DOCUMENT>

Provoked Judgment: The Pareto Principle of Manliness and Femininity

Sexual dimorphism in humans is real. There are sex differences and they cannot be overcome except that they are eliminated altogether; the result of which is less than human. But it is not as pronounced as in other mammals. One poignant example is that no other male mammal spends as much time caring for offspring as human males. Maladjusted and bitter feminists gripe about leaving women behind to care for the children, but men are the most tenderhearted males in the kingdom. A man is more womanly than a lion is lioness-ly. He’s also more godly; since women are also made in His image. The inverse is also true.

The division of male authority and female desire is not absolute. Men have desire too, and women also have authority. For the sake of ease of memory, think of it as another example of the Pareto Principle: 80% of a man’s decision-making is in reference to his authority, and 20% is influenced by his desires. The reciprocal is true for women: 80% of choices follow desire and considerations of authority make up 20% of their M.O.

I’m far from the first to recognize this: Taoism’s yin-yang concept is apt. The difference between my view and the Taoist view is, I think, that the yin-yang is egalitarian, and my view is patriarchal. The circularity of the yin-yang symbol is fundamentally egalitarian; each side chasing the other and going nowhere. I submit that there is an order: Authority–judgment–should rule desire even as desire provokes judgment, and that we should desire to go up, towards God and His authority.

SET OF TASKS>
1. In the essay on manliness and femininity, rewrite the passage from "The division of" up to and including "of their M.O.", swapping "Pareto Principle" for "80/20 rule".
2. According to the essay on manliness and femininity, what Taoist concept does the writer call apt?

RECORDED INFORMATION>
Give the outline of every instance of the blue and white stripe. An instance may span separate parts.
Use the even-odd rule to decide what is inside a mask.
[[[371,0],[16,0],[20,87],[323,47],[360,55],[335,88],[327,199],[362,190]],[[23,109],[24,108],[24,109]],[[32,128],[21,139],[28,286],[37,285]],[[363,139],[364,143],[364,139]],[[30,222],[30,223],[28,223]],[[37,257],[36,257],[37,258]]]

ANSWERS BELOW>
1.
The division of male authority and female desire is not absolute. Men have desire too, and women also have authority. For the sake of ease of memory, think of it as another example of the 80/20 rule: 80% of a man’s decision-making is in reference to his authority, and 20% is influenced by his desires. The reciprocal is true for women: 80% of choices follow desire and considerations of authority make up 20% of their M.O.

2. The yin-yang concept.